┌─ ROWS

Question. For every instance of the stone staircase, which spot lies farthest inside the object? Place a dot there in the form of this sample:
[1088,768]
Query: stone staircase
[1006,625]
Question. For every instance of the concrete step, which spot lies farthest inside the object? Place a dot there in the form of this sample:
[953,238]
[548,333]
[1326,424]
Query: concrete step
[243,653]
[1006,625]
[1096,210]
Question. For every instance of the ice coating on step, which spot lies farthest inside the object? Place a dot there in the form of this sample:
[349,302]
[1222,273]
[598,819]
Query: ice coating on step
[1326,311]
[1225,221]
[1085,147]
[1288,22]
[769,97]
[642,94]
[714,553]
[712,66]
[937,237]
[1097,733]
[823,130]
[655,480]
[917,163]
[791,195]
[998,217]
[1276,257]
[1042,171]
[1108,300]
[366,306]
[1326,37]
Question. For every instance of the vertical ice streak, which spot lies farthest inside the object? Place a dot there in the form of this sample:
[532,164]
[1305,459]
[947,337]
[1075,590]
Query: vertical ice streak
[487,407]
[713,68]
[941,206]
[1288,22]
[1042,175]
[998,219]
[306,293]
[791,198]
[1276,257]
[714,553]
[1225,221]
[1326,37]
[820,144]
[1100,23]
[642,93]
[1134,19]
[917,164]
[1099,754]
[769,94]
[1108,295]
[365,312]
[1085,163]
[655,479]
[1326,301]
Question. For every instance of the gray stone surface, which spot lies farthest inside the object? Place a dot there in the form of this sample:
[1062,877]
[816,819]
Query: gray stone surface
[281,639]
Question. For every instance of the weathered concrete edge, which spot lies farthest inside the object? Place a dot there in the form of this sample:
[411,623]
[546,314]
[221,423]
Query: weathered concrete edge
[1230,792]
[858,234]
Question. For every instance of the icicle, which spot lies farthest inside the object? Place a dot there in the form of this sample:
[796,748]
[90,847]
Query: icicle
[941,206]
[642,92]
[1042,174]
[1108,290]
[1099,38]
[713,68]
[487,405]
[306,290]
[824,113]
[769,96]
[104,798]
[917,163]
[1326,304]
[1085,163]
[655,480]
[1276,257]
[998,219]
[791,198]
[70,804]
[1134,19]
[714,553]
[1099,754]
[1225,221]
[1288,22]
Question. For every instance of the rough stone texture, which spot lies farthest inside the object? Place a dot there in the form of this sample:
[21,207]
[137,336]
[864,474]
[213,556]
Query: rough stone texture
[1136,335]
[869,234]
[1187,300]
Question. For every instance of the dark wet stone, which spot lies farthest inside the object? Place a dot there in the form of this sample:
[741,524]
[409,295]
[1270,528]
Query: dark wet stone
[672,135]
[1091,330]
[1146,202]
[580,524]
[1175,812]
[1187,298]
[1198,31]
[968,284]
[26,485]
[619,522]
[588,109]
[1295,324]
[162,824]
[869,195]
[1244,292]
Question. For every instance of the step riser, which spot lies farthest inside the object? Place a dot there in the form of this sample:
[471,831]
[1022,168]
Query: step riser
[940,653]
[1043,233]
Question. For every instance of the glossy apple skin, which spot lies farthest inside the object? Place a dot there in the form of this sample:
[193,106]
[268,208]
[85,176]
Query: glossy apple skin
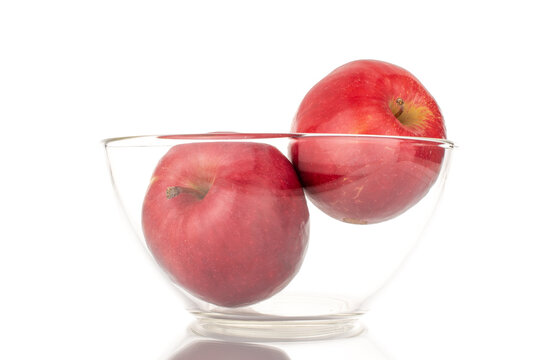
[362,180]
[242,241]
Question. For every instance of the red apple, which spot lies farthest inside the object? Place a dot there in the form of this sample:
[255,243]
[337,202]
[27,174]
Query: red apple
[367,179]
[228,221]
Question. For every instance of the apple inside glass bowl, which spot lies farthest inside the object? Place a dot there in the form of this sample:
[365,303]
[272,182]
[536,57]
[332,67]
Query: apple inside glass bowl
[278,236]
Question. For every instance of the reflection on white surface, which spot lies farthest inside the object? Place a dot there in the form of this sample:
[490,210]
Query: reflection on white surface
[194,347]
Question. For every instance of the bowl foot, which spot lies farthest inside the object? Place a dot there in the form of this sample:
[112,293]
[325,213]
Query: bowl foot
[278,329]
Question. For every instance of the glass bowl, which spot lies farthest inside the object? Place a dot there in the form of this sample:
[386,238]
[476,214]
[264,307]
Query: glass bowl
[278,236]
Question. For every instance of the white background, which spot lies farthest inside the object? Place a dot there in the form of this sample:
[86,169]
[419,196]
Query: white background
[76,283]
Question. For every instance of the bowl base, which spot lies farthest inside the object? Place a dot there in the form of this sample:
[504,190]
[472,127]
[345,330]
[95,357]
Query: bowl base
[278,329]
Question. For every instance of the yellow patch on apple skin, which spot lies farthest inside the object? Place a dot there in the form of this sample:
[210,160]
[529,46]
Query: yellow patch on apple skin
[355,221]
[411,116]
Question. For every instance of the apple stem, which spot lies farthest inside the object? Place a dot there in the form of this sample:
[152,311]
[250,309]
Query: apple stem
[400,102]
[174,191]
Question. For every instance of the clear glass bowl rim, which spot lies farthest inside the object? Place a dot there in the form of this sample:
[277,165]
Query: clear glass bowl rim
[131,141]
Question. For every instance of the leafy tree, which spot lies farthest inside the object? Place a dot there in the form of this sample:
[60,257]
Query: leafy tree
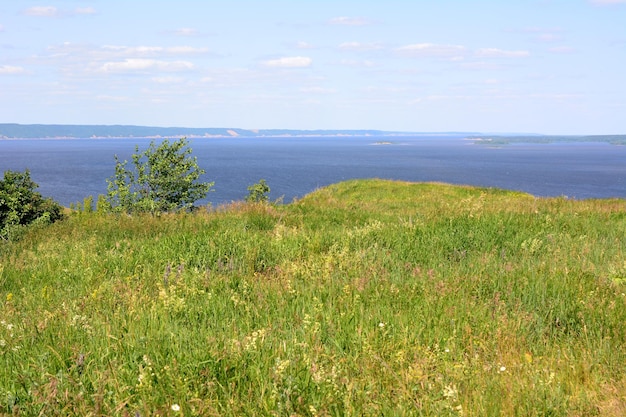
[258,193]
[164,178]
[21,205]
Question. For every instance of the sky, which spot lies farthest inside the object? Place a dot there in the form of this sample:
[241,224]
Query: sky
[519,66]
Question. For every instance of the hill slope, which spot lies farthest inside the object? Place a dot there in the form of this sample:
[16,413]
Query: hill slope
[363,298]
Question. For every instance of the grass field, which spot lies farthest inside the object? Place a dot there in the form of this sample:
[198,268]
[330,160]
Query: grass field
[364,298]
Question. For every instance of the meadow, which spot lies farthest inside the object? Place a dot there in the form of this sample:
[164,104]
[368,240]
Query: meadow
[363,298]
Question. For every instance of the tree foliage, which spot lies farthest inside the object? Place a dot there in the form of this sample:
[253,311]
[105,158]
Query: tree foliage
[258,193]
[21,205]
[163,178]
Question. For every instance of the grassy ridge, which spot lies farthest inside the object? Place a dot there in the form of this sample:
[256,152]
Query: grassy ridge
[364,298]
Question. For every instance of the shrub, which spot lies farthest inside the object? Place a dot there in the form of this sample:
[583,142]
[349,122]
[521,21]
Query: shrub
[20,205]
[165,178]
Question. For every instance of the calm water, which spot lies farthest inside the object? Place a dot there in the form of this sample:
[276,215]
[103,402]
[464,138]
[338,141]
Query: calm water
[69,170]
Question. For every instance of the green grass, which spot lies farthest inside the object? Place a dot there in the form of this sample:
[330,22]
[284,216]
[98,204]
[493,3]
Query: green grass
[366,297]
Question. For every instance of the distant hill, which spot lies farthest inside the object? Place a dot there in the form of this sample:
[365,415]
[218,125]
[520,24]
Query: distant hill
[42,131]
[36,131]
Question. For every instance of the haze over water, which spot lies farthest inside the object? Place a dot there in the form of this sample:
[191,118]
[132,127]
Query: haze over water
[70,170]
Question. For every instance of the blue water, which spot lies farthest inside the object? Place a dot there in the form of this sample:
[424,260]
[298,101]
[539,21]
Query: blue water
[69,170]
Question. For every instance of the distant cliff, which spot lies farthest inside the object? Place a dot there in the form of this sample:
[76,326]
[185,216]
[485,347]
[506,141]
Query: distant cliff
[20,131]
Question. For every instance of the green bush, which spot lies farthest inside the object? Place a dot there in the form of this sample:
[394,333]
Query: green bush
[165,178]
[20,205]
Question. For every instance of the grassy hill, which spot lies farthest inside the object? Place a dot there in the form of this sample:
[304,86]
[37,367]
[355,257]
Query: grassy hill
[367,297]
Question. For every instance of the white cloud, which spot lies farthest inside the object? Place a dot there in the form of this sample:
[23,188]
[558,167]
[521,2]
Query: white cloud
[11,70]
[168,80]
[115,99]
[357,63]
[358,46]
[562,50]
[349,21]
[304,45]
[85,11]
[500,53]
[608,2]
[132,65]
[317,90]
[153,50]
[186,32]
[289,62]
[419,50]
[51,11]
[45,11]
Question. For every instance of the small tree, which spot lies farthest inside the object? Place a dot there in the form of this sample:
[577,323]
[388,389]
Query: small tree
[164,178]
[258,193]
[20,205]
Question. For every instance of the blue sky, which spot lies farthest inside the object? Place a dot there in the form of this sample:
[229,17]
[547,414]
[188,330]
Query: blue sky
[545,66]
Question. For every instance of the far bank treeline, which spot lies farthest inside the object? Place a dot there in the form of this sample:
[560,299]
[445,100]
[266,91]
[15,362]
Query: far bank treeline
[162,178]
[43,131]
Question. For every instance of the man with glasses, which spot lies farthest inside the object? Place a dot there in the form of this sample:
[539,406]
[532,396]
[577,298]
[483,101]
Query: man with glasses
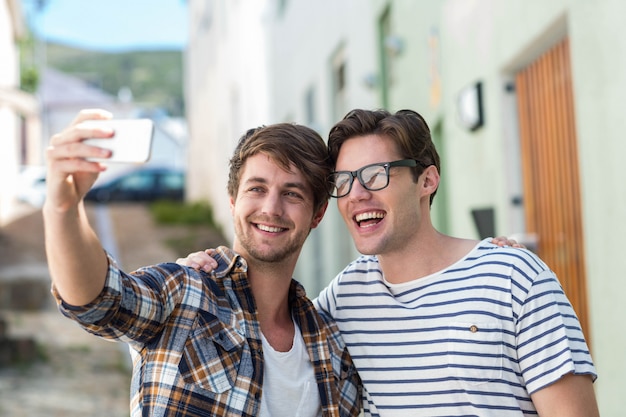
[243,341]
[437,325]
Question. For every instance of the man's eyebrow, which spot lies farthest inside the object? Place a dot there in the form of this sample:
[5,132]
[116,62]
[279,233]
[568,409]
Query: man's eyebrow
[260,180]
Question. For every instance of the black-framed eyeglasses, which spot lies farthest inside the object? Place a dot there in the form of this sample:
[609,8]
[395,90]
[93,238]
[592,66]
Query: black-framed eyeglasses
[372,177]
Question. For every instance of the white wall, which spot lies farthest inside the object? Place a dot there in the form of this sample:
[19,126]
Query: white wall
[448,44]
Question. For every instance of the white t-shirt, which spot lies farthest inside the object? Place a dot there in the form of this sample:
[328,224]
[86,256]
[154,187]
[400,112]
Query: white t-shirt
[476,338]
[289,387]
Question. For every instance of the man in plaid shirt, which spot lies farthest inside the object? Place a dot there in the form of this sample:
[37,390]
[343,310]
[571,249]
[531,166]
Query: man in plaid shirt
[241,341]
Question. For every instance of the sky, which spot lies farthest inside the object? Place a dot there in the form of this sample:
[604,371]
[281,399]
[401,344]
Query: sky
[110,25]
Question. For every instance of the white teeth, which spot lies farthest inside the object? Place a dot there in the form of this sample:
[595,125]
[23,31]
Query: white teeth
[368,216]
[269,228]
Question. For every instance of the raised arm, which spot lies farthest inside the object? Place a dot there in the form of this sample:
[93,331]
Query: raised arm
[76,259]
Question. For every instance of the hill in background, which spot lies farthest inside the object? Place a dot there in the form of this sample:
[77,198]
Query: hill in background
[155,78]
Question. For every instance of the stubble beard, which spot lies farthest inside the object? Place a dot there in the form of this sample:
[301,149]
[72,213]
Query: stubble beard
[271,253]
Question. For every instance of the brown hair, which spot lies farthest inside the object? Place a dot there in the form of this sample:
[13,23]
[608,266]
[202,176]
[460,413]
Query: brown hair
[285,144]
[406,128]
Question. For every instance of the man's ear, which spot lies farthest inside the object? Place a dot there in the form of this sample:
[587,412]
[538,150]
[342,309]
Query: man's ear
[430,180]
[317,218]
[231,203]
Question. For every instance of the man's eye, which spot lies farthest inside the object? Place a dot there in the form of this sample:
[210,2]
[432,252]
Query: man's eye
[293,194]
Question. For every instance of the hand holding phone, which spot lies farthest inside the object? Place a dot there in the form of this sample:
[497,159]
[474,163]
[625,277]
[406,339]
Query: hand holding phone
[131,141]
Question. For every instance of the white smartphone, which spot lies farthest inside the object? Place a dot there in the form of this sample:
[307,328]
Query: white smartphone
[131,143]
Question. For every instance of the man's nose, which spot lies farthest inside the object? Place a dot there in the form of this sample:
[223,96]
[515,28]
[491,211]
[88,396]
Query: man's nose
[358,191]
[272,204]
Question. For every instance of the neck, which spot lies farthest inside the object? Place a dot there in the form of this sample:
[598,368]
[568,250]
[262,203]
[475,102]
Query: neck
[425,255]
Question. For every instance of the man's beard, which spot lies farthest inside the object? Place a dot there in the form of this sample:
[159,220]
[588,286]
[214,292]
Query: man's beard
[272,254]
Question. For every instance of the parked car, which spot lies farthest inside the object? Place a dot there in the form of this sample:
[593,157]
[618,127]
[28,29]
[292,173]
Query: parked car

└─

SET TASK
Copy exactly the lines of the listing above, beginning at the line with "Question. For every instance of the neck, which" and ending at its final line; write out nothing else.

OUTPUT FOR THIS EXERCISE
Question. For every instance of the neck, which spot lies farthest inside the object? Place a dot there in the form of this sample:
[598,368]
[568,250]
[262,203]
[475,102]
Query: neck
[425,255]
Question. For every instance of the man's beard, which spot lies farthest inside the object? Place a dot there in the form of this sample:
[159,220]
[588,286]
[214,292]
Query: man's beard
[272,254]
Question. For every instance of the parked car, which spot lies farthest inside the object? Place a dot there in the form of this sample:
[593,157]
[618,127]
[28,29]
[292,173]
Query: parked car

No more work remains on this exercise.